* [TEXTE FOURNI]:
########

Depuis les découvertes de l’anglo-irlandais Tullow Oil dans la région de Turkana (nord-ouest) fin 2012, le Kenya, première puissance économique en Afrique de l’Est, est assuré de bénéficier de la manne pétrolière et/ou gazière dont profitent déjà ses voisins du nord et de l’ouest, comme le Sud-Soudan et l’Ouganda. De quoi booster à terme une croissance, au demeurant en progression continue depuis 1990, qui devrait cette année atteindre encore 5,9 %, selon le Fonds monétaire international (FMI)
La découverte d’hydrocarbures est une chance pour le président Uhuru Kenyatta, grand vainqueur des élections générales du 9 mars 2013. D’autant que le scrutin s’est tenu « dans de bonnes conditions », se réjouissait ainsi Nicole Bricq, la ministre française du Commerce extérieur, le 4 novembre, lors d’un atelier d’information organisé par Ubifrance.

########

* [DONNÉES BRUTES]:
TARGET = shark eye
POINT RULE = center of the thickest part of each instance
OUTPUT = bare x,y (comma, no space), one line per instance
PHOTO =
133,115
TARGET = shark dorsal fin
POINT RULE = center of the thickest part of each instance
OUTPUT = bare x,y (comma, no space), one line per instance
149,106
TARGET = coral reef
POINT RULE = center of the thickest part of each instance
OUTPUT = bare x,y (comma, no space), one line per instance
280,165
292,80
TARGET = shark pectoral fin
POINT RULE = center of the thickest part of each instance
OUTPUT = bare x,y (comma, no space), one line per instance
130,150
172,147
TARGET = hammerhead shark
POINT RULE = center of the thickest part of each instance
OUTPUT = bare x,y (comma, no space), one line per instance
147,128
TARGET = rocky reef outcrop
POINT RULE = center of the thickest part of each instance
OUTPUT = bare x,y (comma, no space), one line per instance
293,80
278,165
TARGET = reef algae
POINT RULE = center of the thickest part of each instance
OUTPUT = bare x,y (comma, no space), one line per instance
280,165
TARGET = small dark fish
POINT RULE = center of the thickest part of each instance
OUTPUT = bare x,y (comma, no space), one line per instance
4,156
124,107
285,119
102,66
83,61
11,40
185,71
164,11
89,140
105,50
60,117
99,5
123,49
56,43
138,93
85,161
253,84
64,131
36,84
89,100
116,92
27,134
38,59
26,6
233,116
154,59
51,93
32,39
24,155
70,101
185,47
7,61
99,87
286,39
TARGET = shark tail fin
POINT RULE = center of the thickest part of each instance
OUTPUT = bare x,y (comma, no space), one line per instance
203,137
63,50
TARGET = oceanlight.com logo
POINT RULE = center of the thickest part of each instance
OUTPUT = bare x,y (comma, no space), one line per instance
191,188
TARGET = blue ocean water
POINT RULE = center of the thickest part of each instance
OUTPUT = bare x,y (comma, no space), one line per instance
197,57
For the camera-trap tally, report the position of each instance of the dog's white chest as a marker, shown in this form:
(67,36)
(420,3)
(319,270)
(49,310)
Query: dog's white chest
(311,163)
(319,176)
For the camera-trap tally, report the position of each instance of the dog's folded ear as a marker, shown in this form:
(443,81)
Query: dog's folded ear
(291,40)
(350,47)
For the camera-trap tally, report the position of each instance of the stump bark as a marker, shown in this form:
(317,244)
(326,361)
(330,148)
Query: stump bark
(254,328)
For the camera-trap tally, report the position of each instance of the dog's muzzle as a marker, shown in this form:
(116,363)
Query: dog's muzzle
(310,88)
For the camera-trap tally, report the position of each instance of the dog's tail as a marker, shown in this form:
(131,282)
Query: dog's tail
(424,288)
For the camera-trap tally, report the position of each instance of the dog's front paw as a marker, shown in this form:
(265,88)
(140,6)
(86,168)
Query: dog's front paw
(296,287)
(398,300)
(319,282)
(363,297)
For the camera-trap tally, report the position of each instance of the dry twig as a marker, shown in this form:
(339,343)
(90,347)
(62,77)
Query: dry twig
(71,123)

########

* [SÉRIE D'EXERCICES]:
1: Recopiez le texte sur le pétrole au Kenya à partir de « La découverte d’hydrocarbures » jusqu'à « organisé par Ubifrance. » inclus.
2: Écrivez la suite du texte sur le pétrole au Kenya, là où il s'arrête.

* [CORRIGÉ DES EXERCICES]:
1:
La découverte d’hydrocarbures est une chance pour le président Uhuru Kenyatta, grand vainqueur des élections générales du 9 mars 2013. D’autant que le scrutin s’est tenu « dans de bonnes conditions », se réjouissait ainsi Nicole Bricq, la ministre française du Commerce extérieur, le 4 novembre, lors d’un atelier d’information organisé par Ubifrance.

2:
« Le Kenya est engagé dans un processus vertueux éducation-démocratie », confiait, à l’issue de cette manifestation, Pacal Jolly, directeur de la zone Afrique de la société d’ingénierie Egis. Dans ce pays de plus de 43 millions d’habitants, le taux d’alphabétisation atteint 88 %, ce qui permet à un tissu d’entreprises relativement diversifié de trouver une main d’œuvre bien formée.
Une bonne nouvelle dans la perspective des grands travaux qui s’annoncent pour acheminer le pétrole. Principal projet évoqué, le Lamu Port Southern Sudan-Ethiopia Transport (Lapsset) « d’un montant de 20 à 30 milliards de dollars », selon Jean-César Lammert, le directeur d’Ubifrance à Nairobi. Avec un objectif majeur : évacuer le pétrole du Sud Soudan, de l’Ouganda et du Kenya par le port de Lamu, au nord-est du Kenya.
Total lance un appel aux PME sous-traitantes
« Lamu est trop proche de la frontière somalienne », estime Serge Matesco (notre photo), vice-président Afrique orientale de Total Exploration et production (E&P), évoquant ainsi les risques d’attaques par le groupe islamiste des shebab basé en Somalie. La compagnie française serait favorable à un terminal plus au sud entre cette ville et la cité kenyane de Mombasa. Une autre option pour le pétrole kenyan serait de transiter du nord-ouest vers Mombasa via Nairobi.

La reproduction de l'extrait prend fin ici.